Arrange every line of the listing below as a numbered list, skipping blank lines and leaving the pictures out.

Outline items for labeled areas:
***

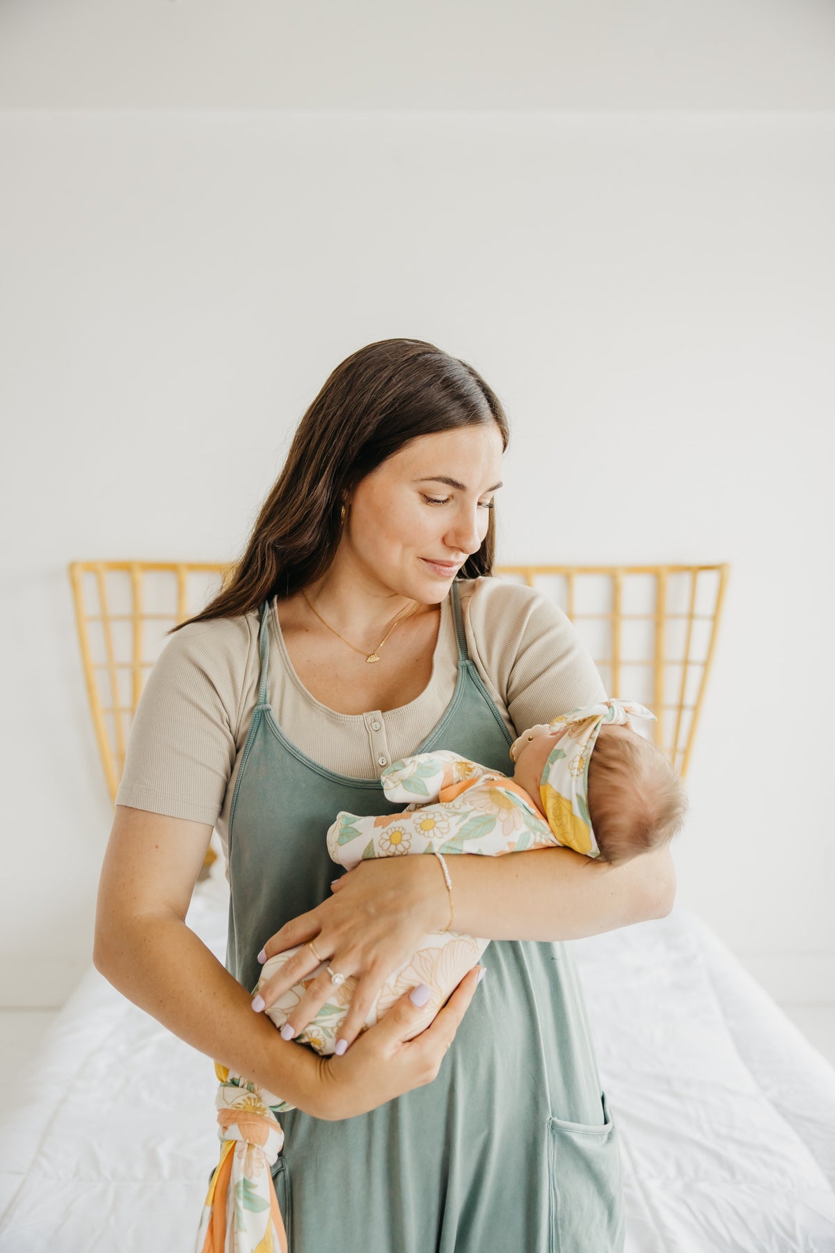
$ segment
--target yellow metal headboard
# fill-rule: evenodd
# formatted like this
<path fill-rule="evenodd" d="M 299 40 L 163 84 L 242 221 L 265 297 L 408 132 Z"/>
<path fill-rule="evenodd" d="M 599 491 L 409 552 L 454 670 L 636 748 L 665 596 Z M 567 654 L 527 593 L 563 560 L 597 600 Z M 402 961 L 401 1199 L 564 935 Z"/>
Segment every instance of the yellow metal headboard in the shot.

***

# Solution to the problem:
1. $ segment
2. --target yellow metal headboard
3. # fill-rule: evenodd
4. # formatted like this
5. <path fill-rule="evenodd" d="M 299 40 L 163 84 L 242 221 L 265 297 L 408 132 Z"/>
6. <path fill-rule="evenodd" d="M 599 491 L 409 552 L 454 670 L 636 748 L 665 596 Z M 567 654 L 527 593 L 563 560 L 597 600 Z M 402 961 L 401 1199 L 564 935 Z"/>
7. Segment every instance of the yellow metal headboard in the shot.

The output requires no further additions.